- _EXERCISE PROMPT_
Filter the entries below down to every line that contains the word "windshield", copying each matching line in full. Case counts, so include only lines where the string appears in exactly that case.

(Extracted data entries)
──────

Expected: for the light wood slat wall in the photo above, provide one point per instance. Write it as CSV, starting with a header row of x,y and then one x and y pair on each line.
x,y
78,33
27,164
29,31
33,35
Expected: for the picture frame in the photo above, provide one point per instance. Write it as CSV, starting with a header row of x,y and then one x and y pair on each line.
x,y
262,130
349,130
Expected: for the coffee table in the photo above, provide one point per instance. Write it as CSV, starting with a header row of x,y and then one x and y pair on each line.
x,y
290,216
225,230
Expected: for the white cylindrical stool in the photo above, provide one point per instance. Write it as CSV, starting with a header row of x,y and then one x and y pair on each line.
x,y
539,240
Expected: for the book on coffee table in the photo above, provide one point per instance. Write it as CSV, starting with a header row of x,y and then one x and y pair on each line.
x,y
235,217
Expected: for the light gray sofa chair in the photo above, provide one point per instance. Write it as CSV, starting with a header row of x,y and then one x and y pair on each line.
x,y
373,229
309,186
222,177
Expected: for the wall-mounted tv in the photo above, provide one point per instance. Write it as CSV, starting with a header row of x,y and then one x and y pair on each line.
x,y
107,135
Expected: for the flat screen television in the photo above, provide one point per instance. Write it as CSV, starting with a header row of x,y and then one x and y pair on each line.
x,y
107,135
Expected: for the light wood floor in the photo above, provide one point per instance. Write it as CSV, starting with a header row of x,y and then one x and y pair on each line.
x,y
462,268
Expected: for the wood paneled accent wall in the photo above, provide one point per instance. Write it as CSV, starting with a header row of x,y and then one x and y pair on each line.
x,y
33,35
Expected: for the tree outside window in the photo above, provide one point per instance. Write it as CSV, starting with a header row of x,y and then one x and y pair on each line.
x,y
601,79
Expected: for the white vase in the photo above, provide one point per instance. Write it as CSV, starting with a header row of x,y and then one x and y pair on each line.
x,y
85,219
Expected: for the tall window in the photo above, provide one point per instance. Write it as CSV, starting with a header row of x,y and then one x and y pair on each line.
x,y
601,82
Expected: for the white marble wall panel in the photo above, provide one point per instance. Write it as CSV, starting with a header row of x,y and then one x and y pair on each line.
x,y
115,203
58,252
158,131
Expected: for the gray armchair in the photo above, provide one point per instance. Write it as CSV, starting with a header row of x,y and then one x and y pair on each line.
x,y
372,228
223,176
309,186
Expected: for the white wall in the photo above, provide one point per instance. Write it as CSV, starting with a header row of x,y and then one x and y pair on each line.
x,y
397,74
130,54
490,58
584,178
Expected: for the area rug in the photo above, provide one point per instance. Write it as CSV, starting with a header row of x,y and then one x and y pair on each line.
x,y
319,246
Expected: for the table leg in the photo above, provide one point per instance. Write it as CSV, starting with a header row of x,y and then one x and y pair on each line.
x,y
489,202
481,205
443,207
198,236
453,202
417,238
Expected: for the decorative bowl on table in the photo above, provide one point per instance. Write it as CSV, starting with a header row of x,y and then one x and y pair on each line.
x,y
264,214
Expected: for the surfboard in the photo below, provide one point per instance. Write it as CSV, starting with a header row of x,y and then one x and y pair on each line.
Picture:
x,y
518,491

──────

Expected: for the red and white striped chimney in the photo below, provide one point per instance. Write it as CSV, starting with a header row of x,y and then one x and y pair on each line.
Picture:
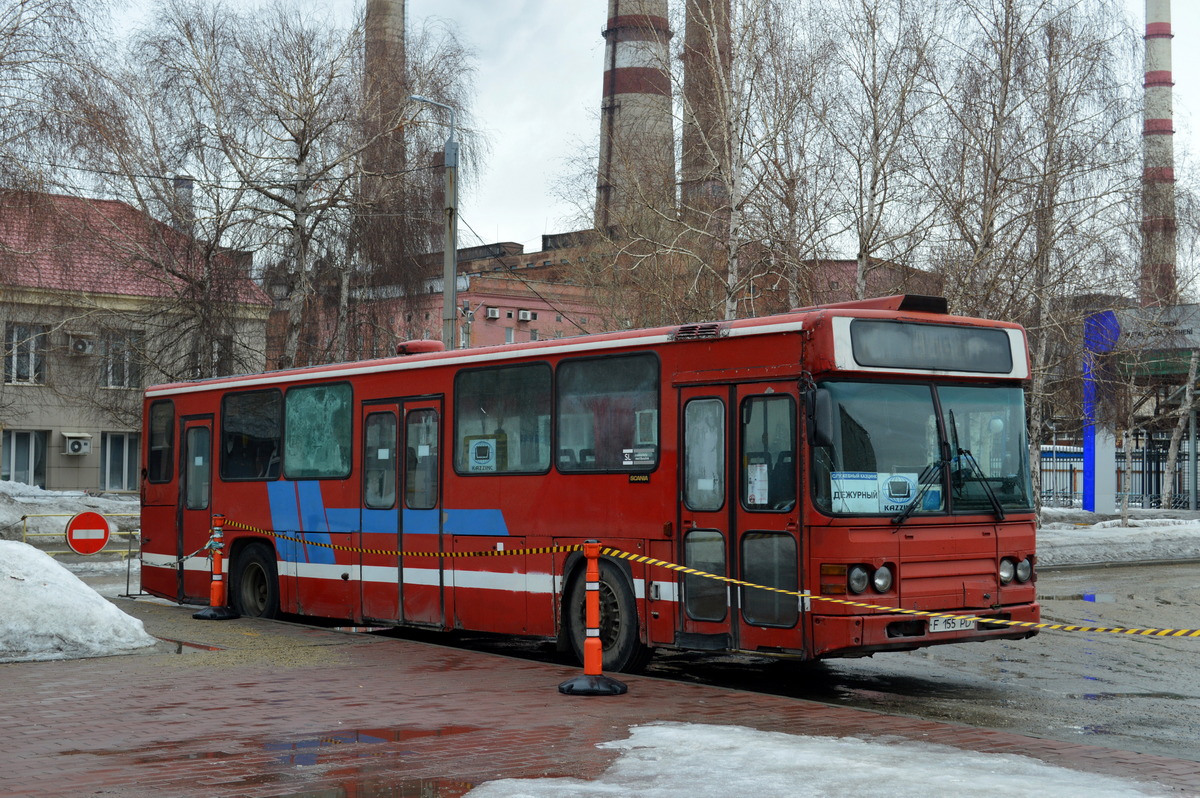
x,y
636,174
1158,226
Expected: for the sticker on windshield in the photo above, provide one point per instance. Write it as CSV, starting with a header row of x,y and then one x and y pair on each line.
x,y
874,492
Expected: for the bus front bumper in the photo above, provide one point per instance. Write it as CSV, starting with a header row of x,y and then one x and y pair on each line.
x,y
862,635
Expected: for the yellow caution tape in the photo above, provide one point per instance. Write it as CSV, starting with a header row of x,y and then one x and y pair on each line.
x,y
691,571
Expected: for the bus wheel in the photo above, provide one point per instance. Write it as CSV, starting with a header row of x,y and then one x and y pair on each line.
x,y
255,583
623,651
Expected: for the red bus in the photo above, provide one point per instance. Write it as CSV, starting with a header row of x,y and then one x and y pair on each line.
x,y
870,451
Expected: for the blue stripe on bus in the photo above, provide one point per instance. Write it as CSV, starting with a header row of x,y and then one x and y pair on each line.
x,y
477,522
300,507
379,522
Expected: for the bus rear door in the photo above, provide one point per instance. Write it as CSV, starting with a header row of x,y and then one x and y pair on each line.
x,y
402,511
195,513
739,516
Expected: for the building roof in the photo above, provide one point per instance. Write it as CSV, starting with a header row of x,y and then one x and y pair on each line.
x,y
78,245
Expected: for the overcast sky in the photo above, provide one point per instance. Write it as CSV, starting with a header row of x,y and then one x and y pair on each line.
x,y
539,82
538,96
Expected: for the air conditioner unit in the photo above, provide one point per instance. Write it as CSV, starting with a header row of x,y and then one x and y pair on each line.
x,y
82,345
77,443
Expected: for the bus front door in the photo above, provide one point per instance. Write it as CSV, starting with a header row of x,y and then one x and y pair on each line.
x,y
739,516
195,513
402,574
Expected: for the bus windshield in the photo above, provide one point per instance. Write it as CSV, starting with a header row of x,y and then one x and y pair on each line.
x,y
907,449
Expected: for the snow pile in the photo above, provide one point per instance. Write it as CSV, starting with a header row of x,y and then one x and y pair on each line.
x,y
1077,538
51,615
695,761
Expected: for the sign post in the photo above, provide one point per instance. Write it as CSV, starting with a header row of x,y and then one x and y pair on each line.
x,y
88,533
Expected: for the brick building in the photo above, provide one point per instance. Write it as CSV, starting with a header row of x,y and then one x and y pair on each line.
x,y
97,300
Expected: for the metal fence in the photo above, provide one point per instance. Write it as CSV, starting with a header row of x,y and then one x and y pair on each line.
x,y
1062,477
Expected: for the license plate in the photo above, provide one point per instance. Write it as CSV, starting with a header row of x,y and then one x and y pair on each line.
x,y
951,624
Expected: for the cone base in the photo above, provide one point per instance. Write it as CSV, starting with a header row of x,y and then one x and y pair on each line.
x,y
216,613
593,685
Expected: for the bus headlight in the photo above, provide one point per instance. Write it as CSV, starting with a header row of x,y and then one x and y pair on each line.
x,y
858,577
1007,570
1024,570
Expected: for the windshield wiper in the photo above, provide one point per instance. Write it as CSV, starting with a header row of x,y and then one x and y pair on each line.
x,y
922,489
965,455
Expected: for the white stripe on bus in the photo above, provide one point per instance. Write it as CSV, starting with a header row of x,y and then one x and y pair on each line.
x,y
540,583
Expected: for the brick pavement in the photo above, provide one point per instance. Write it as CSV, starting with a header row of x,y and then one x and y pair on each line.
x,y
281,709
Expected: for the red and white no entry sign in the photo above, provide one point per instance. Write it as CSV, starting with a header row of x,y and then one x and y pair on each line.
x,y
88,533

──────

- _RIGHT ANSWER_
Expected: for the sticker on windshield in the photo above, provide one point per instance. Write it as CSV, starting with a header row of x,y and then one x and y pair on each line.
Expected: for the bus windshield in the photo above, provide one point per instance. Write it as CSV, starting with a header row of x,y and then one x and y pair on each line.
Expected: for the windshield wiper in the photo above, provide one point per instance. Write it as CSV, starting with a header row of x,y and then one x and y pair on each line.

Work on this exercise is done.